# PROBLEM REQUIREMENTS:
Return the exact lines spanning from the line with "the white house" through the last line of the entries, boundaries included, and no others.

# RECORDS SHOWN:
▼▼▼

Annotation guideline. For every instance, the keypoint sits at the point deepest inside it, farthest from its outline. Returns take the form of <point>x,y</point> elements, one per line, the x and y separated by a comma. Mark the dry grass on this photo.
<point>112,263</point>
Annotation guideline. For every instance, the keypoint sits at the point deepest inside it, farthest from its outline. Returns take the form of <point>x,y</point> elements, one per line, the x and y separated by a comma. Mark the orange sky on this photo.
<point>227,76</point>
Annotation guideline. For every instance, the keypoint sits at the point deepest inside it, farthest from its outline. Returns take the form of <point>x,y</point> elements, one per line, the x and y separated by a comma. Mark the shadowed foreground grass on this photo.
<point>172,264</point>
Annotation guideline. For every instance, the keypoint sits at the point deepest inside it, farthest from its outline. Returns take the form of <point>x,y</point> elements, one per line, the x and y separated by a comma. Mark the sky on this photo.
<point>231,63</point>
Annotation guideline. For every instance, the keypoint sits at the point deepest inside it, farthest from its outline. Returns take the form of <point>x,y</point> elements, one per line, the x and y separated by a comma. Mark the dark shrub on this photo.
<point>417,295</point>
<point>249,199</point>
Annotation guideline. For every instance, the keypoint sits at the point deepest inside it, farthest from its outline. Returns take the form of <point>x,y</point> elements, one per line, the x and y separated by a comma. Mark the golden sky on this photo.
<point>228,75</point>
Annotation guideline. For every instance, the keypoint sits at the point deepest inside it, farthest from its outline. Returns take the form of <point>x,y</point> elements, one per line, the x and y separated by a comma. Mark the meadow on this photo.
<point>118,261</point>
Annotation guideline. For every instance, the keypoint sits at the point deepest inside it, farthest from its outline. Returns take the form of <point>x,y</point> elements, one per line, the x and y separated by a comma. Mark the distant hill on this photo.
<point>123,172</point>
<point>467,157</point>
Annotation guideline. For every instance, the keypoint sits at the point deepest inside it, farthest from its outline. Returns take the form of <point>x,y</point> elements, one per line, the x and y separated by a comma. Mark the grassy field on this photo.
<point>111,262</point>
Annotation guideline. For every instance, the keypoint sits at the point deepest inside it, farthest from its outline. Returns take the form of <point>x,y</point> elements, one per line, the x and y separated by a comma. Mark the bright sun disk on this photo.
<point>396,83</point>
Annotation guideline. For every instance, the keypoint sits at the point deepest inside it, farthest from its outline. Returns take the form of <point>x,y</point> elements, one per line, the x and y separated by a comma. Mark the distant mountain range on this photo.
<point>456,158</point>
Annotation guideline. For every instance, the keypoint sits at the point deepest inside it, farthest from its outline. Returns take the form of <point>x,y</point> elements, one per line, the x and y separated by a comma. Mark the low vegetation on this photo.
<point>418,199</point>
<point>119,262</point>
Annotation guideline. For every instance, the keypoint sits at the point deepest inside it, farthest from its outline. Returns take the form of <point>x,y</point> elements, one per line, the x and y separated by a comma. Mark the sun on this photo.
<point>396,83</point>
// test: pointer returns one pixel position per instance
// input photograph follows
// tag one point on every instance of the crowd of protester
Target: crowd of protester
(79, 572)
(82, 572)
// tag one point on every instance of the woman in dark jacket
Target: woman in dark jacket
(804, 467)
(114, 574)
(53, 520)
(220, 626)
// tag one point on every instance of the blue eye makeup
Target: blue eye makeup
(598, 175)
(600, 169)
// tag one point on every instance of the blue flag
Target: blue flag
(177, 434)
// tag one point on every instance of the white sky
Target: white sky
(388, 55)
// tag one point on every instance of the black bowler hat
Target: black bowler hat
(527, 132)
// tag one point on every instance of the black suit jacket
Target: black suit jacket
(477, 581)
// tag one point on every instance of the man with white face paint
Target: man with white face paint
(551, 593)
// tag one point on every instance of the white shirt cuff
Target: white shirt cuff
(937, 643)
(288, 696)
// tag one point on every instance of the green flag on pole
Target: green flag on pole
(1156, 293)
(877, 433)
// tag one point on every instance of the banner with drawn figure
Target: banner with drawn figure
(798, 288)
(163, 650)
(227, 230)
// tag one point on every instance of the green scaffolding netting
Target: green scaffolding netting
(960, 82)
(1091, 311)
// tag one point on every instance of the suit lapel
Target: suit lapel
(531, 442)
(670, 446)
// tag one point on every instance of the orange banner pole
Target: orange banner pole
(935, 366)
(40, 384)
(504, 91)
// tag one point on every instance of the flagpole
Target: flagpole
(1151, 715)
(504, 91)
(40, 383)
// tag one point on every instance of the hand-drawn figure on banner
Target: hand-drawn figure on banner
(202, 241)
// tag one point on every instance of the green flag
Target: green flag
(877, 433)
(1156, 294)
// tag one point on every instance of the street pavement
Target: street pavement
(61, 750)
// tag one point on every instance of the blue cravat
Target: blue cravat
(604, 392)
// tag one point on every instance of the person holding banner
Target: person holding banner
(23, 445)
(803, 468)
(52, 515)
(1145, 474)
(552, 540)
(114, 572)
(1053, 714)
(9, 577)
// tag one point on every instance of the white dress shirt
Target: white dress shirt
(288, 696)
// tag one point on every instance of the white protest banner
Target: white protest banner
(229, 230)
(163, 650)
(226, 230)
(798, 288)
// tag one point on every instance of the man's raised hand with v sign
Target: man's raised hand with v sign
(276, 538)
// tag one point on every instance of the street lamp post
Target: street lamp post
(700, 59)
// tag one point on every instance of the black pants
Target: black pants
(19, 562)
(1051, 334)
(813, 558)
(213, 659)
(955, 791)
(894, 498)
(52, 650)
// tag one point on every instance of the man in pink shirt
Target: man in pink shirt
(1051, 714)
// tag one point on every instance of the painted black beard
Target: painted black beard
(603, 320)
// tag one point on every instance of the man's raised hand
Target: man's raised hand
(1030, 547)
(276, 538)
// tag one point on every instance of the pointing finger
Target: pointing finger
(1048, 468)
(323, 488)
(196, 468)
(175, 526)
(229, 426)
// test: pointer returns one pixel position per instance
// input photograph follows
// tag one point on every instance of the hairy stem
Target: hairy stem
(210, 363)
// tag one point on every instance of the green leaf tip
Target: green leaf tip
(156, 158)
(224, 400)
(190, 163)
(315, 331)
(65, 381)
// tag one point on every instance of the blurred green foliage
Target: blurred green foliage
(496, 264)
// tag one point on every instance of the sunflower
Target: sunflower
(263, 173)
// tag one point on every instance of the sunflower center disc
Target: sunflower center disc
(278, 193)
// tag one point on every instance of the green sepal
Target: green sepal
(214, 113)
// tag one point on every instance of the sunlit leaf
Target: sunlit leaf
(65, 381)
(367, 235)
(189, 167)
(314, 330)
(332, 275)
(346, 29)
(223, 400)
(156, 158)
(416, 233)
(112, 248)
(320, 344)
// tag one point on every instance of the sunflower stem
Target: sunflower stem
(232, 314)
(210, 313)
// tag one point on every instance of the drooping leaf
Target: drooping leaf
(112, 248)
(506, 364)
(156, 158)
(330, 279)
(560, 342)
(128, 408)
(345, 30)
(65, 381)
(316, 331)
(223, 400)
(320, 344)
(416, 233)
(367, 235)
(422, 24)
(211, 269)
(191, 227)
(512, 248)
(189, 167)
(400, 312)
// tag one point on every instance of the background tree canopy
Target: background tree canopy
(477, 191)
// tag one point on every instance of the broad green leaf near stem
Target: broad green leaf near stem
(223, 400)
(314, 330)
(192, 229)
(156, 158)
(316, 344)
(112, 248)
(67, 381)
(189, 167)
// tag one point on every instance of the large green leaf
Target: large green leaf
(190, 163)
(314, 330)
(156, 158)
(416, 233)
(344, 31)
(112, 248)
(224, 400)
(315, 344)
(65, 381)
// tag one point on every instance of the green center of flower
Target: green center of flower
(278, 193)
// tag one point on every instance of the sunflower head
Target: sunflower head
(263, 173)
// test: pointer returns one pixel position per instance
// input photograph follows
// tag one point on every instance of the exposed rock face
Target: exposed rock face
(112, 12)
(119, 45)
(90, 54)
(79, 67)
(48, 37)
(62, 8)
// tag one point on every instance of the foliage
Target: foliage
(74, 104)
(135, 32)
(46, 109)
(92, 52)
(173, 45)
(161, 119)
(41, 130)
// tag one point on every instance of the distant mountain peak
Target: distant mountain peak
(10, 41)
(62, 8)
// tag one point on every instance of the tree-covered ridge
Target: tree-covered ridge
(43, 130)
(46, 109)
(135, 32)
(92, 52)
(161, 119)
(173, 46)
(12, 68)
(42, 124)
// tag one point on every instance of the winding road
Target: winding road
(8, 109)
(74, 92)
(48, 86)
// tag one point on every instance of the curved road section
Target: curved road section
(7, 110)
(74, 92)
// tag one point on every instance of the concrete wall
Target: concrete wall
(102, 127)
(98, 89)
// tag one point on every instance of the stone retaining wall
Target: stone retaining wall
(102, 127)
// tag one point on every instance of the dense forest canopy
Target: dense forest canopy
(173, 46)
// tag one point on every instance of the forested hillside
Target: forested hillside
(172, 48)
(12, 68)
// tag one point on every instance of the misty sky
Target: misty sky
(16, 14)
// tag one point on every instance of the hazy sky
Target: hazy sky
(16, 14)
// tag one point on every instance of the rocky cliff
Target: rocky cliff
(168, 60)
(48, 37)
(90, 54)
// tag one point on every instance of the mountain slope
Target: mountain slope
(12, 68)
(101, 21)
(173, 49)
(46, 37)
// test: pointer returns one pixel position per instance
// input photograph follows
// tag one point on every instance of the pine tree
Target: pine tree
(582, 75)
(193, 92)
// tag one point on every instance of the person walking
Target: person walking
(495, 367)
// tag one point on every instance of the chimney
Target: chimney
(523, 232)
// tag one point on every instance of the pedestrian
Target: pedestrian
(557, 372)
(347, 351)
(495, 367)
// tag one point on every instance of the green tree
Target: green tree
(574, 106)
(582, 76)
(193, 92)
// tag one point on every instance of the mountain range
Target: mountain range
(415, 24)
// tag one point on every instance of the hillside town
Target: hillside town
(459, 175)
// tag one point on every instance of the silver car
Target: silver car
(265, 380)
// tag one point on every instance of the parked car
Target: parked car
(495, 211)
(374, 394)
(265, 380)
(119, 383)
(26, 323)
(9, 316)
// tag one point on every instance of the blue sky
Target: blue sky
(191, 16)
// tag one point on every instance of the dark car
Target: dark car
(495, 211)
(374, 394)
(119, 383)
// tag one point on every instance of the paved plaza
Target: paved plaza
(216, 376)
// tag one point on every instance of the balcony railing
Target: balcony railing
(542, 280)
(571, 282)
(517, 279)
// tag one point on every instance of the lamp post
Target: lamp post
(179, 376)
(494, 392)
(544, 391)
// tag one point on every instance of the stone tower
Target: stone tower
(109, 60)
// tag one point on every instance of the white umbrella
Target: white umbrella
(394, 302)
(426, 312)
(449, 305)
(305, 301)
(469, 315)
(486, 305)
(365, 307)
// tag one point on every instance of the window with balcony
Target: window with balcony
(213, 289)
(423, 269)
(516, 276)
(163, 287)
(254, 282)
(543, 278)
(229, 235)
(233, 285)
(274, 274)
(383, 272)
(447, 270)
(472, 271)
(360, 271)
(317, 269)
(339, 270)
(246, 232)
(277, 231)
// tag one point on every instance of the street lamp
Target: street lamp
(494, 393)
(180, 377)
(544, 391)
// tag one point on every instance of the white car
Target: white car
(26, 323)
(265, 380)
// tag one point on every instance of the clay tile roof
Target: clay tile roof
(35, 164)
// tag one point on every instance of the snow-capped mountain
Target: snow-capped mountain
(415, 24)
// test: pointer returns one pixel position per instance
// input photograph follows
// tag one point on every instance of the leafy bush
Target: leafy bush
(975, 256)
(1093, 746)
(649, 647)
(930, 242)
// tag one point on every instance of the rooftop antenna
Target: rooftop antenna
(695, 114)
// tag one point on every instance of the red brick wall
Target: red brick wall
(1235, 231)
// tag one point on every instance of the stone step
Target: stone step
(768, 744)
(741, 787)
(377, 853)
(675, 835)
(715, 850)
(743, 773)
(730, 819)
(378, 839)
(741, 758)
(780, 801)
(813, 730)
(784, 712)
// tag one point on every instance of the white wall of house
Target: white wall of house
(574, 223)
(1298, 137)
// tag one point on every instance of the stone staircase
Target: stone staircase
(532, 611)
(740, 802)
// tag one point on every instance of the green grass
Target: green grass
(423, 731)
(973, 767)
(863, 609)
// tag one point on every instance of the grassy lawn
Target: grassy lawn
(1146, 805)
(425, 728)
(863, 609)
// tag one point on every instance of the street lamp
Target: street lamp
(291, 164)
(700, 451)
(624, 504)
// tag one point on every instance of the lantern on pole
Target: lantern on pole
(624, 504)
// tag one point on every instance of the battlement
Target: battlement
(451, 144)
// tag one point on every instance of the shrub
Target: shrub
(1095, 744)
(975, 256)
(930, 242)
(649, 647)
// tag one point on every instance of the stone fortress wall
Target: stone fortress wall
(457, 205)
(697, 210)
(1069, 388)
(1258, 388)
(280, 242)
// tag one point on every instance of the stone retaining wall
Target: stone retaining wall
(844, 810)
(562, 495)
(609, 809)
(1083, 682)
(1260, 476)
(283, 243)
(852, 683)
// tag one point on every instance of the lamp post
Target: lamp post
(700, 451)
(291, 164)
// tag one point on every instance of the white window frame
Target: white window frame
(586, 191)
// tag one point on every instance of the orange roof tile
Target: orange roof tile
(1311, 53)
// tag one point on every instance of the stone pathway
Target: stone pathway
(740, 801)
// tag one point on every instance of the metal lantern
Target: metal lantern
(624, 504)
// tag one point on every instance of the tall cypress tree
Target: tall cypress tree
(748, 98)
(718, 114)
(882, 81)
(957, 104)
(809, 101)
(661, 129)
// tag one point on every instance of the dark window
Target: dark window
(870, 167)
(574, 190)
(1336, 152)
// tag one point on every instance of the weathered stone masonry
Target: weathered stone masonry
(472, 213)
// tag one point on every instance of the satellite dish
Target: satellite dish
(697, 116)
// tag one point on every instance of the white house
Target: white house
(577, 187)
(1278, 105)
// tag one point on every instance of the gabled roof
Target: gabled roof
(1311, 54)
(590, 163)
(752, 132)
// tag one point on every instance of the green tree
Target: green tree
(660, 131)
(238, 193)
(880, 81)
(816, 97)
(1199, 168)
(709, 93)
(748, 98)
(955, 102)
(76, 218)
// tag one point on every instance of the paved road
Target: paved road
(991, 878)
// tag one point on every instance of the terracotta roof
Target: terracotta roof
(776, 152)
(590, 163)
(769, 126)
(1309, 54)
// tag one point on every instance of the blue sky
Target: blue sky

▲▲▲

# ANSWER FOR THIS EXERCISE:
// tag one point on every instance of the white house
Target: white house
(577, 187)
(1278, 105)
// tag one point on every instance of the gabled roof
Target: gabled roof
(1311, 54)
(590, 163)
(752, 132)
// tag one point on every instance of the green tree
Target: green tree
(660, 131)
(238, 193)
(880, 81)
(816, 97)
(1199, 168)
(709, 93)
(748, 98)
(955, 102)
(76, 218)
// tag one point on every instance of the paved road
Target: paved road
(991, 878)
// tag one point on every instance of the terracotta roof
Target: terracotta roof
(776, 152)
(590, 163)
(769, 126)
(1309, 54)
// tag one point on every instance of the blue sky
Target: blue sky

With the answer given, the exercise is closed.